_TASK DESCRIPTION_
The records that follow need to be output exactly as they are.

_TASK DATA_
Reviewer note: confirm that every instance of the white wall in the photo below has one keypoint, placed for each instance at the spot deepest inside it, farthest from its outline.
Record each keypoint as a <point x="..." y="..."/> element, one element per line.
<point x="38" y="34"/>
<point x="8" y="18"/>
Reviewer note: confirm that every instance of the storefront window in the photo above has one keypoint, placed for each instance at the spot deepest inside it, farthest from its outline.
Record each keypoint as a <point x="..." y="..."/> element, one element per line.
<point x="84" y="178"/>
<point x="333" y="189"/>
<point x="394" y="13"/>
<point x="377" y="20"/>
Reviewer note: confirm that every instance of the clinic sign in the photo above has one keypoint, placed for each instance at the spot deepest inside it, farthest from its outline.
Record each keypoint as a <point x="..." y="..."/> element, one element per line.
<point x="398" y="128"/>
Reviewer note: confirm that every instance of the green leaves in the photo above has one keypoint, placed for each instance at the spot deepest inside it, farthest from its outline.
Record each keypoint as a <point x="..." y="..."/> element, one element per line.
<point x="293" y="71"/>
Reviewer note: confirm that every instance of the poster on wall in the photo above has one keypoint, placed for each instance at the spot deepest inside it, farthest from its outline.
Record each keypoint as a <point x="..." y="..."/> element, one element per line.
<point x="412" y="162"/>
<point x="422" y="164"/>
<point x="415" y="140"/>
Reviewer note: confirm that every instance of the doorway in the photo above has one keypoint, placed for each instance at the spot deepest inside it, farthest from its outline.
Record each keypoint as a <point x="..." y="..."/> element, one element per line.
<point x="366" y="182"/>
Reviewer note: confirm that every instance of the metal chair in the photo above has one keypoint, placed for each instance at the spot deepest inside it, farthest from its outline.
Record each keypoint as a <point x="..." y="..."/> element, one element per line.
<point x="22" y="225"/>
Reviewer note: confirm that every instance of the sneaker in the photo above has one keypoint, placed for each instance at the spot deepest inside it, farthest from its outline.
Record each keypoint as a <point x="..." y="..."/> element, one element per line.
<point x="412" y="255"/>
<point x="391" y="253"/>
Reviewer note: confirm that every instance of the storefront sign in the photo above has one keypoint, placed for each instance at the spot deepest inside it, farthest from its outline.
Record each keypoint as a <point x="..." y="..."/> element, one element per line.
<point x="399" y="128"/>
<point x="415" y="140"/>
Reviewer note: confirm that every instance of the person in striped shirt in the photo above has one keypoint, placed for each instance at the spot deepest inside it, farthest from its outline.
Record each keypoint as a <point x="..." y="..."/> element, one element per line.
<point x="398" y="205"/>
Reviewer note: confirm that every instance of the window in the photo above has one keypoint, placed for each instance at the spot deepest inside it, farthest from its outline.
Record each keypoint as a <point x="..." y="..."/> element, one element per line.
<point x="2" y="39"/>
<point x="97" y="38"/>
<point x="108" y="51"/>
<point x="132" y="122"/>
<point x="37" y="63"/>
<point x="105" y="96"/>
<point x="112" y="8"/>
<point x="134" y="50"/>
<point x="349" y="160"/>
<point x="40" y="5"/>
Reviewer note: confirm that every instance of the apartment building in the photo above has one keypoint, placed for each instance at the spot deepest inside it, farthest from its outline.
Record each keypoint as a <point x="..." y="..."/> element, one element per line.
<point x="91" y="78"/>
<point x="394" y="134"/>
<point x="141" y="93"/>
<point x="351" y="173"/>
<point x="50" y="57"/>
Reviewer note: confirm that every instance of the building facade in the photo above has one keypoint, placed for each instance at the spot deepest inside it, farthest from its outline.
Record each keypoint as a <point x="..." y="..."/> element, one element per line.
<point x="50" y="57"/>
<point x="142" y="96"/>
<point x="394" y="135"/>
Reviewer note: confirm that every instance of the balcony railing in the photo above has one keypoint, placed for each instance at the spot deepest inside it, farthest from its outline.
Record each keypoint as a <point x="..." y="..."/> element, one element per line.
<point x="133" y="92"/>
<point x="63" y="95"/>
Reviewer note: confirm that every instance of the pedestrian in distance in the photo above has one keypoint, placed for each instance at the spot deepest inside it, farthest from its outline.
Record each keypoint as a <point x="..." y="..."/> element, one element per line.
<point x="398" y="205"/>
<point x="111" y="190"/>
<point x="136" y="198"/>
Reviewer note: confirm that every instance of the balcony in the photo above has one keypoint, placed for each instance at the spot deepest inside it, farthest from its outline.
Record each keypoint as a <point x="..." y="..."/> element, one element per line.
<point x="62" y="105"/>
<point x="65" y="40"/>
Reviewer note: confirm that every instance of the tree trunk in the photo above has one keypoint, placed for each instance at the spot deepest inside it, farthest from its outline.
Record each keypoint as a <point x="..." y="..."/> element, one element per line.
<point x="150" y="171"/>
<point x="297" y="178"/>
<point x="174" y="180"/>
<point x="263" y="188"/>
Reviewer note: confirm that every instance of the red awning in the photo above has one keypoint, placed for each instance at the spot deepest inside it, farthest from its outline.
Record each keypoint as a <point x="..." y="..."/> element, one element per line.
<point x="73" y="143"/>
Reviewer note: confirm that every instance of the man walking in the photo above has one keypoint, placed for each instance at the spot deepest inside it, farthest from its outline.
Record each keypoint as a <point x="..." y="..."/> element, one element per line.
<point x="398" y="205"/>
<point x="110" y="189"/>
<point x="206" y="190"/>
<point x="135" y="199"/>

_SOLVED PROBLEM_
Reviewer note: confirm that every instance of the white wall in the photo below has one keypoint, placed for each instance at the spot deepest inside it, farthest from its outline.
Record each keypoint as a <point x="..." y="..."/> element, one element per line.
<point x="38" y="34"/>
<point x="8" y="18"/>
Reviewer note: confirm that every instance of the storefront window in the photo above has one keypoint, placed for each instance at the spot deepest inside it, farthest from its outline.
Record each keypoint as a <point x="..." y="..."/> element, one element per line.
<point x="84" y="178"/>
<point x="333" y="189"/>
<point x="394" y="13"/>
<point x="377" y="20"/>
Reviewer note: confirm that every instance of the clinic sign in the photo above has one keypoint, placed for each instance at the spot deepest inside it, farthest from its outline.
Record each keypoint as a <point x="..." y="..."/> element, one element per line.
<point x="398" y="128"/>
Reviewer note: confirm that every instance of the green leaves in the photo above has one keypoint, placed for each instance at the spot deepest inside it, farthest from its outline.
Record each keypoint as a <point x="..." y="..."/> element, one element per line.
<point x="293" y="71"/>
Reviewer note: confirm that every instance of the poster on wall in the photo above has one keypoint, placed for each instance at the spot deepest inside it, farthest from its outline.
Record each keypoint as a <point x="..." y="..."/> element, one element per line.
<point x="412" y="162"/>
<point x="422" y="164"/>
<point x="415" y="140"/>
Reviewer note: confirm that every instance of the doorway in the photo above has one keypoint, placed for each instance at the spot deepest inside it, farthest from its outline.
Record each keypoint as a <point x="..." y="..."/> element, one element per line.
<point x="366" y="182"/>
Reviewer note: confirm that every instance of the metal chair in the photo above has one keypoint, placed for each instance at the spot deepest inside it, farthest from its outline.
Record each keypoint as a <point x="..." y="..."/> element, one element per line.
<point x="22" y="225"/>
Reviewer note: confirm that every instance of the sneaker in the photo above has one keypoint, placed for each instance at the spot deepest inside it, farthest from its outline.
Record each keypoint as a <point x="..." y="..."/> element, one element per line.
<point x="412" y="255"/>
<point x="391" y="253"/>
Reviewer note: confirm that every instance of the storefront sign in the photo above has one keypoint, placed for each instance at the spot deepest inside it, farthest from its outline.
Record each keypoint as a <point x="..." y="..."/> element, one element per line.
<point x="399" y="128"/>
<point x="415" y="140"/>
Reviewer note: confirm that every instance of the person in striped shirt in the photo above has one keypoint, placed for each instance at the spot deepest inside it, farthest from its outline.
Record each keypoint as a <point x="..." y="..."/> element, one element per line.
<point x="398" y="205"/>
Reviewer note: confirm that every instance of the window in the photo above has one keypoint, placed for each instance at the spot deepest inside it, farthest from its outline.
Record each keypoint as a <point x="..." y="..."/> element, one element per line.
<point x="2" y="39"/>
<point x="97" y="38"/>
<point x="108" y="51"/>
<point x="132" y="122"/>
<point x="37" y="63"/>
<point x="105" y="96"/>
<point x="112" y="8"/>
<point x="134" y="50"/>
<point x="349" y="160"/>
<point x="40" y="5"/>
Reviewer note: confirm that every instance of the apartment building in the photo above has one keypoint, placed for each instance at the spot deepest inside it, farthest from its outline.
Record each keypoint as a <point x="..." y="..."/> element, one element per line.
<point x="91" y="78"/>
<point x="394" y="134"/>
<point x="141" y="93"/>
<point x="351" y="173"/>
<point x="50" y="57"/>
Reviewer note: confirm that every instance of the building facade in the photo above has one keypoint, placed for each instance at the spot deepest inside it, farthest from its outline.
Record each keypoint as a <point x="..." y="..."/> element, one element per line.
<point x="50" y="57"/>
<point x="142" y="96"/>
<point x="394" y="135"/>
Reviewer note: confirm that every instance of the balcony railing in the photo above has one keypoint, placed for each instance at the spot deepest inside it, farthest from its outline.
Record each keypoint as a <point x="..." y="..."/> element, one element per line.
<point x="133" y="92"/>
<point x="63" y="95"/>
Reviewer note: confirm that every instance of the pedestrian in distance in the photo above has one keypoint, placed for each instance at the spot deepest inside it, farthest from its outline.
Record each keypoint as a <point x="..." y="..."/> element, one element per line.
<point x="398" y="205"/>
<point x="111" y="190"/>
<point x="136" y="198"/>
Reviewer note: confirm that every instance of the balcony in the photo above has one keypoint, placed for each instance at the spot deepest inside it, farthest from its outline.
Record each keypoint as a <point x="..." y="..."/> element, one element per line.
<point x="62" y="105"/>
<point x="65" y="40"/>
Reviewer note: confirm that every instance of the tree trunk in the photo above has one keypoint, placed for each instance at the spot deepest inside it, farthest from its outline.
Record each keypoint as a <point x="..." y="..."/> element, one element per line.
<point x="150" y="171"/>
<point x="297" y="178"/>
<point x="174" y="180"/>
<point x="263" y="188"/>
Reviewer note: confirm that every instance of the red awning in the photo above has one keypoint, placed for each instance at the spot deepest inside it, farthest from its outline.
Record each keypoint as a <point x="..." y="..."/> element, one element per line.
<point x="73" y="143"/>
Reviewer note: confirm that every instance of the man walking in the photo above has one keypoint, placed for each instance at the spot deepest inside it, farthest from its outline.
Record each keypoint as a <point x="..." y="..."/> element, one element per line.
<point x="398" y="205"/>
<point x="110" y="189"/>
<point x="206" y="190"/>
<point x="135" y="199"/>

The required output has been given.